## What you need to do:
• a. Update the passage on the Affordable Care Act, starting at "The Affordable Care Act (ACA) of" and ending at "for all Americans.", with "campaign promise" replaced by "campaign pledge".
• b. Answer these questions about the passage on the Affordable Care Act.
(i) On what date did President Obama sign the Patient Protection and Affordable Care Act into law?
(ii) By what vote did the House of Representatives approve the measure?
(iii) Until what age can young adults stay on their parents' insurance?
• c. Sum up the passage on the Affordable Care Act in two sentences.

The Affordable Care Act (ACA) of 2020 expands health care coverage to 17 million Americans who were previously uninsured. This legislation is the most important of the Presidency of Barack Obama, and fulfills a campaign promise he made when he ran for the office in 2008, namely to provide universal healthcare for all Americans.
Shortly after his election, President Obama called on the leaders of Congress to enact policies that would expand healthcare. After much negotiation and compromise the Patient Protection and Affordable Care Act was passed and signed into law by President Obama on March 23, 2010. Two days after the House of Representatives had approved the measure by a 219-212 vote with all 178 Republicans and 34 Democrats voting against it. The Act, considered the signature achievement of the Obama administration, soon became known as Obamacare.
The Affordable Care Act (ACA) had provisions that impact most Americans. The Act expanded access to health insurance and increased consumer protections. It also emphasized disease prevention and wellness as opposed to simply providing medical treatment. Pre-existing conditions, which often were reasons for private insurance companies to deny coverage, are now required to be covered. Young adults can stay on their parents’ insurance until age 26. All health insurance now covers preventive care and pays for a portion of that care. Finally, an appeal process was established for consumers unhappy with their insurance coverage or bill for medical expenses.
The act became effective on July 1, 2014. All individuals are now required to have health insurance or face a fine. With the exception of employer-provided health care for their employees, other Americans are required to sign into various insurance exchanges established by states or the federal government. Tax credits are used as incentives to encourage individuals to sign into the exchanges while Medicare was expanded to cover people with incomes below 133% of the federal poverty level.

[Dataset records]
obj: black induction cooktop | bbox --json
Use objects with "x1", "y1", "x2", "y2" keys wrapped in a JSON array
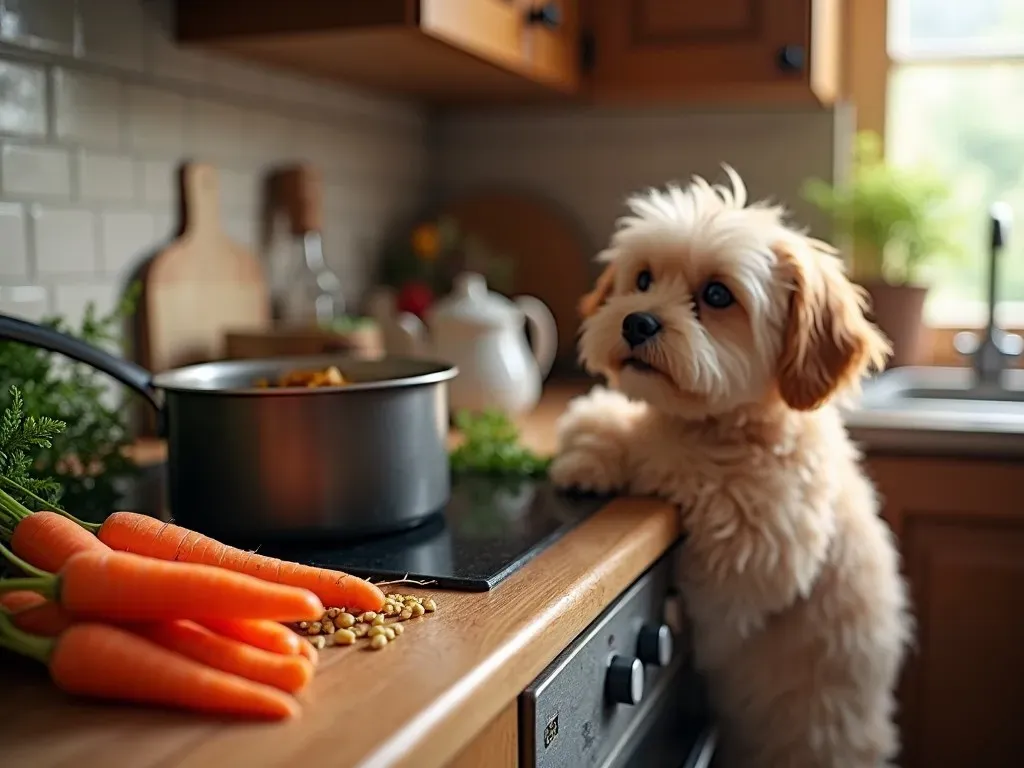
[{"x1": 261, "y1": 477, "x2": 608, "y2": 592}]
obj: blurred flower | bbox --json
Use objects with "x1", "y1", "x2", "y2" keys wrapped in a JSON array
[{"x1": 413, "y1": 223, "x2": 441, "y2": 261}]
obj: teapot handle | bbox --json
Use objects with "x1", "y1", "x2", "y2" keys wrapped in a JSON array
[{"x1": 515, "y1": 296, "x2": 558, "y2": 381}]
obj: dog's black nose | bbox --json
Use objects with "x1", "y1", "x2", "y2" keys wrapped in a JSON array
[{"x1": 623, "y1": 312, "x2": 662, "y2": 348}]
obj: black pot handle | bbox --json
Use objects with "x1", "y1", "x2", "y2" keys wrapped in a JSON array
[{"x1": 0, "y1": 314, "x2": 163, "y2": 414}]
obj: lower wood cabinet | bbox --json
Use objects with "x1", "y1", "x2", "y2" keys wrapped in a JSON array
[{"x1": 866, "y1": 455, "x2": 1024, "y2": 768}]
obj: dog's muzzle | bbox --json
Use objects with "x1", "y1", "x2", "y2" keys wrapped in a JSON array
[{"x1": 623, "y1": 312, "x2": 662, "y2": 349}]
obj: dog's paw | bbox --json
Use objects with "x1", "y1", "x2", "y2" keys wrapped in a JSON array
[
  {"x1": 550, "y1": 387, "x2": 644, "y2": 494},
  {"x1": 557, "y1": 387, "x2": 646, "y2": 453},
  {"x1": 548, "y1": 447, "x2": 626, "y2": 494}
]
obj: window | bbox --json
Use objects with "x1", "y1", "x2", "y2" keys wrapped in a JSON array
[{"x1": 884, "y1": 0, "x2": 1024, "y2": 328}]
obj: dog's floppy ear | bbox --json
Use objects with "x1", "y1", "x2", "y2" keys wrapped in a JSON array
[
  {"x1": 773, "y1": 239, "x2": 891, "y2": 411},
  {"x1": 577, "y1": 261, "x2": 615, "y2": 319}
]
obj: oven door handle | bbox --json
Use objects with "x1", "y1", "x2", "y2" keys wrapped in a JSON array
[{"x1": 680, "y1": 726, "x2": 718, "y2": 768}]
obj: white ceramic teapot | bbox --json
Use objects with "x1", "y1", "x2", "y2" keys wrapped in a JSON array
[{"x1": 390, "y1": 272, "x2": 558, "y2": 415}]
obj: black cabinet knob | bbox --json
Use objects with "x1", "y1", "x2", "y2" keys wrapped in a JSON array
[
  {"x1": 526, "y1": 3, "x2": 562, "y2": 30},
  {"x1": 637, "y1": 624, "x2": 673, "y2": 667},
  {"x1": 604, "y1": 656, "x2": 643, "y2": 706},
  {"x1": 776, "y1": 45, "x2": 807, "y2": 72}
]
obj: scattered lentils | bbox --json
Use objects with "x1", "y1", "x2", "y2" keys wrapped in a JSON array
[
  {"x1": 292, "y1": 593, "x2": 437, "y2": 650},
  {"x1": 334, "y1": 630, "x2": 355, "y2": 645}
]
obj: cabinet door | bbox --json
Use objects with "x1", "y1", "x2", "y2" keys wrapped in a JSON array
[
  {"x1": 420, "y1": 0, "x2": 526, "y2": 72},
  {"x1": 868, "y1": 458, "x2": 1024, "y2": 768},
  {"x1": 587, "y1": 0, "x2": 839, "y2": 101},
  {"x1": 520, "y1": 0, "x2": 580, "y2": 92}
]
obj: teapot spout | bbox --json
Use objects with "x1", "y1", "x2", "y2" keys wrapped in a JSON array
[
  {"x1": 388, "y1": 312, "x2": 428, "y2": 357},
  {"x1": 368, "y1": 289, "x2": 427, "y2": 357}
]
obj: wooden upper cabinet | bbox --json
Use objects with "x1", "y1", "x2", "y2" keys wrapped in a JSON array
[
  {"x1": 584, "y1": 0, "x2": 841, "y2": 103},
  {"x1": 177, "y1": 0, "x2": 580, "y2": 103}
]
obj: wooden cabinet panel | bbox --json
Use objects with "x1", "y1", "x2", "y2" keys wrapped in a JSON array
[
  {"x1": 587, "y1": 0, "x2": 840, "y2": 101},
  {"x1": 867, "y1": 457, "x2": 1024, "y2": 768},
  {"x1": 176, "y1": 0, "x2": 580, "y2": 103},
  {"x1": 523, "y1": 0, "x2": 587, "y2": 92},
  {"x1": 420, "y1": 0, "x2": 527, "y2": 70}
]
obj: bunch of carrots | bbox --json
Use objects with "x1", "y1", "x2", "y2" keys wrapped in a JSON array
[{"x1": 0, "y1": 475, "x2": 384, "y2": 720}]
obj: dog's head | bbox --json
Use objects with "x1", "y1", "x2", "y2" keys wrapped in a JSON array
[{"x1": 580, "y1": 167, "x2": 889, "y2": 418}]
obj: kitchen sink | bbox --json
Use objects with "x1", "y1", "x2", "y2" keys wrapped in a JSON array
[{"x1": 860, "y1": 368, "x2": 1024, "y2": 417}]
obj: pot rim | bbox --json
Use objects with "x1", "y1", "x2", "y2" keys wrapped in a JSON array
[{"x1": 152, "y1": 354, "x2": 459, "y2": 397}]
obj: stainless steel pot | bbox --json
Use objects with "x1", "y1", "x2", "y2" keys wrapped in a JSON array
[{"x1": 0, "y1": 315, "x2": 458, "y2": 543}]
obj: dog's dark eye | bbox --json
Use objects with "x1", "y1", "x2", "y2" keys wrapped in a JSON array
[{"x1": 700, "y1": 281, "x2": 736, "y2": 309}]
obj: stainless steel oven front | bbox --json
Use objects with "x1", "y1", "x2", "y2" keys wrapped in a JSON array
[{"x1": 519, "y1": 545, "x2": 715, "y2": 768}]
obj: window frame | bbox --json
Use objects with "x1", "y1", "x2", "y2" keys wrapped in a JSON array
[{"x1": 843, "y1": 0, "x2": 1024, "y2": 368}]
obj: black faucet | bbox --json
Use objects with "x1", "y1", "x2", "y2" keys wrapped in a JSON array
[{"x1": 953, "y1": 203, "x2": 1024, "y2": 388}]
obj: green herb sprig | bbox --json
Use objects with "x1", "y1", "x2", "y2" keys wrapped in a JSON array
[
  {"x1": 0, "y1": 283, "x2": 140, "y2": 520},
  {"x1": 450, "y1": 410, "x2": 551, "y2": 477},
  {"x1": 0, "y1": 385, "x2": 67, "y2": 514}
]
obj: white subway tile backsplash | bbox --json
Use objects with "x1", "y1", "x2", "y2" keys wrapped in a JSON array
[
  {"x1": 78, "y1": 0, "x2": 144, "y2": 71},
  {"x1": 128, "y1": 85, "x2": 185, "y2": 153},
  {"x1": 53, "y1": 281, "x2": 116, "y2": 328},
  {"x1": 0, "y1": 203, "x2": 29, "y2": 281},
  {"x1": 0, "y1": 284, "x2": 50, "y2": 323},
  {"x1": 0, "y1": 144, "x2": 71, "y2": 198},
  {"x1": 78, "y1": 150, "x2": 135, "y2": 203},
  {"x1": 139, "y1": 160, "x2": 181, "y2": 207},
  {"x1": 32, "y1": 205, "x2": 99, "y2": 275},
  {"x1": 0, "y1": 0, "x2": 427, "y2": 324},
  {"x1": 153, "y1": 213, "x2": 175, "y2": 241},
  {"x1": 223, "y1": 216, "x2": 259, "y2": 251},
  {"x1": 53, "y1": 69, "x2": 125, "y2": 148},
  {"x1": 219, "y1": 168, "x2": 262, "y2": 219},
  {"x1": 99, "y1": 211, "x2": 157, "y2": 274},
  {"x1": 185, "y1": 98, "x2": 243, "y2": 162},
  {"x1": 0, "y1": 0, "x2": 75, "y2": 54},
  {"x1": 0, "y1": 59, "x2": 46, "y2": 136}
]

## Solutions to the problems:
• a.
The Affordable Care Act (ACA) of 2020 expands health care coverage to 17 million Americans who were previously uninsured. This legislation is the most important of the Presidency of Barack Obama, and fulfills a campaign pledge he made when he ran for the office in 2008, namely to provide universal healthcare for all Americans.

• b.
(i) March 23, 2010
(ii) 219-212
(iii) Age 26

• c. The Patient Protection and Affordable Care Act, known as Obamacare, fulfilled a 2008 campaign promise of President Obama and was signed into law by him on March 23, 2010, after the House approved it 219-212. It expanded access to health insurance and consumer protections, requiring coverage of pre-existing conditions, letting young adults stay on their parents' insurance until age 26, covering preventive care, and requiring individuals to have health insurance or face a fine.